### DATA TO USE
===============

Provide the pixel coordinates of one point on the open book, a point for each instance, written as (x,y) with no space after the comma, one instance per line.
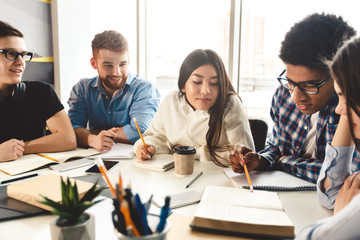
(33,161)
(48,185)
(158,162)
(240,211)
(270,180)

===============

### REQUIREMENT
Please retype every record above exactly, leaving out the pictures.

### RESULT OF THIS TASK
Provide the pixel coordinates of one point on the open book, a point for each instance, written as (x,y) with no space after the comma, one instance per line.
(33,161)
(48,185)
(158,162)
(240,211)
(270,180)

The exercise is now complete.